----- INFORMATION SHOWN -----

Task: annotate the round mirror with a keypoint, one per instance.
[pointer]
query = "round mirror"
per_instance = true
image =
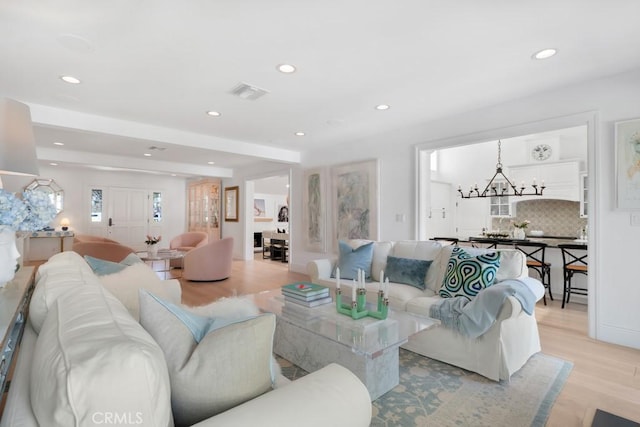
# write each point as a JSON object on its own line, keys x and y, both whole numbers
{"x": 53, "y": 190}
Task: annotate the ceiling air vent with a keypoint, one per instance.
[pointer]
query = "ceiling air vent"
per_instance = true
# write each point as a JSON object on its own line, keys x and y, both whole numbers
{"x": 246, "y": 91}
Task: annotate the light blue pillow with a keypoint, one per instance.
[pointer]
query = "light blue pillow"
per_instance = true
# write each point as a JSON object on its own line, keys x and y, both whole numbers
{"x": 103, "y": 267}
{"x": 199, "y": 326}
{"x": 408, "y": 271}
{"x": 350, "y": 260}
{"x": 131, "y": 259}
{"x": 467, "y": 275}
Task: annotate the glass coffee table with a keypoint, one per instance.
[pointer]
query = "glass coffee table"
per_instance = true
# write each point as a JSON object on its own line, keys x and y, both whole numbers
{"x": 164, "y": 256}
{"x": 311, "y": 338}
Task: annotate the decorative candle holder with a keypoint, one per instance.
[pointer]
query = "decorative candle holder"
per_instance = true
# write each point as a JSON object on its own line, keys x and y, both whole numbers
{"x": 357, "y": 309}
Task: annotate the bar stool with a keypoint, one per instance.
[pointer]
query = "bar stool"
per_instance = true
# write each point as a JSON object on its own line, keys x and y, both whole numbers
{"x": 574, "y": 260}
{"x": 535, "y": 251}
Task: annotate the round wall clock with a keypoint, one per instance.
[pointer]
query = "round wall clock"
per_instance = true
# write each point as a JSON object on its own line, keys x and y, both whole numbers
{"x": 541, "y": 152}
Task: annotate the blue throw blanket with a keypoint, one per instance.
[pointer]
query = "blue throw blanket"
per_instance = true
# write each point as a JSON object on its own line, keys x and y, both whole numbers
{"x": 474, "y": 318}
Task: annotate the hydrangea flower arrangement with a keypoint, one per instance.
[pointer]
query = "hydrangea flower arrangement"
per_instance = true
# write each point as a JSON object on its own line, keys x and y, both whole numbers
{"x": 31, "y": 213}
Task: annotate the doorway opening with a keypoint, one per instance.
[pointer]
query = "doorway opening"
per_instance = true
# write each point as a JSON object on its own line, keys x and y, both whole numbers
{"x": 270, "y": 226}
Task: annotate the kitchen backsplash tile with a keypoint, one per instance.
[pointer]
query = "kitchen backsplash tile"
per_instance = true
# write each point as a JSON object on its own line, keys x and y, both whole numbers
{"x": 554, "y": 217}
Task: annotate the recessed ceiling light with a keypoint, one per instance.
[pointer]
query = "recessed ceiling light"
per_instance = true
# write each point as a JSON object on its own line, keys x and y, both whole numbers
{"x": 544, "y": 53}
{"x": 70, "y": 79}
{"x": 286, "y": 68}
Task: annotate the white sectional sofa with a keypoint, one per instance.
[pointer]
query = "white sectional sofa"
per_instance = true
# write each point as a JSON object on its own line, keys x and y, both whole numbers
{"x": 85, "y": 360}
{"x": 496, "y": 354}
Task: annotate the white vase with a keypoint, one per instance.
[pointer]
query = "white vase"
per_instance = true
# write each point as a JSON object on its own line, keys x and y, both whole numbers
{"x": 152, "y": 250}
{"x": 8, "y": 255}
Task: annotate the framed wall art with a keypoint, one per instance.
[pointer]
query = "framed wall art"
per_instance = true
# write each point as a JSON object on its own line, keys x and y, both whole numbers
{"x": 627, "y": 142}
{"x": 231, "y": 204}
{"x": 314, "y": 202}
{"x": 355, "y": 200}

-----

_EXERCISE DETAILS_
Set down all the entries exactly as they appear, but skip any pictures.

_COMPLETED TASK_
Task: annotate the round mirror with a keypoint, one per instance.
[pointer]
query = "round mirror"
per_instance = true
image =
# write each point as a JSON object on its own line, keys x and y, both whole numbers
{"x": 53, "y": 190}
Task: annotate the ceiling air vent with a keypoint, one per instance.
[pointer]
query = "ceiling air vent"
per_instance = true
# write each point as a JSON object on its own line, keys x and y, both whole numbers
{"x": 246, "y": 91}
Task: annotate the light blue pillow with a keypoint, one per instance.
[pointer]
query = "light blue pillow"
per_instance = true
# write each point as a JSON object on its own line, keys x and y, both whole numbers
{"x": 103, "y": 267}
{"x": 199, "y": 326}
{"x": 408, "y": 271}
{"x": 350, "y": 260}
{"x": 131, "y": 259}
{"x": 467, "y": 275}
Task: annotate the glass coffee table with a keypoint, one per instance.
[pointer]
query = "glass coffee table"
per_instance = true
# write each point as a JSON object on its own line, keys x and y, both whole numbers
{"x": 164, "y": 256}
{"x": 311, "y": 338}
Task: annotate the decorative candle holder with a keypoint, one per instance.
[pointer]
query = "decorative candle holder"
per_instance = true
# write each point as a JSON object on its own line, keys x and y, both whole numbers
{"x": 357, "y": 309}
Task: annotate the bar stool with a keypoint, one per instance.
[pointer]
query = "bar stool"
per_instance = true
# write each point as a JSON object on its own line, keys x and y, both whole numbers
{"x": 574, "y": 260}
{"x": 535, "y": 251}
Task: annotate the round wall clock with a keypoint, one per instance.
[pointer]
query = "round wall clock"
per_instance = true
# write each point as a JSON object on its own line, keys x and y, both whole numbers
{"x": 541, "y": 152}
Task: annotate the blue throw blanket with a keypoint, one per instance.
[pointer]
query = "blue throw blanket"
per_instance = true
# write each point as a JSON object on its own line, keys x and y, both whole numbers
{"x": 474, "y": 318}
Task: annotate the hydrangea flower arrangement with a keypoint, one per instance.
[pointer]
query = "hydrangea flower arrangement"
per_instance = true
# write each point as a JSON object on its own line, keys x and y, both whole numbers
{"x": 31, "y": 213}
Task: annotate the doorway opening with a keypoint, one per instance.
[pointer]
query = "doorway opening"
per_instance = true
# write each point as a JSON object on its own line, keys x and y, both whole numbers
{"x": 270, "y": 226}
Task: annotate the kitchen backsplash tile with a keypoint, one per instance.
[pointer]
query = "kitchen backsplash tile"
per_instance = true
# write each point as a JSON object on its own line, keys x and y, both whole numbers
{"x": 554, "y": 217}
Task: annotate the recessed ceiling light with a keypoint, one per instance.
[pointer]
query = "recessed ceiling light"
per_instance = true
# write each point as a JSON object on its own line, keys x and y, both whole numbers
{"x": 544, "y": 53}
{"x": 70, "y": 79}
{"x": 286, "y": 68}
Task: annotate the white sectional sofa with a keypoint, one per instance.
[pointer]
query = "white sectional sofa"
per_instance = true
# write each point as a JSON object on its own line, keys x and y, both whole numbers
{"x": 85, "y": 360}
{"x": 496, "y": 354}
Task: annotate the white vase with a keypoint, one per instance.
[pointer]
query = "white vase"
per_instance = true
# write each point as a JSON object on its own line, keys x and y, both whole numbers
{"x": 152, "y": 250}
{"x": 8, "y": 255}
Task: annotate the framed wall art with a keypoint, one per instance.
[pointer]
query = "framed wall art"
per_instance = true
# write each point as a JSON object on its own line, keys x and y, both whole numbers
{"x": 627, "y": 142}
{"x": 231, "y": 204}
{"x": 314, "y": 202}
{"x": 355, "y": 200}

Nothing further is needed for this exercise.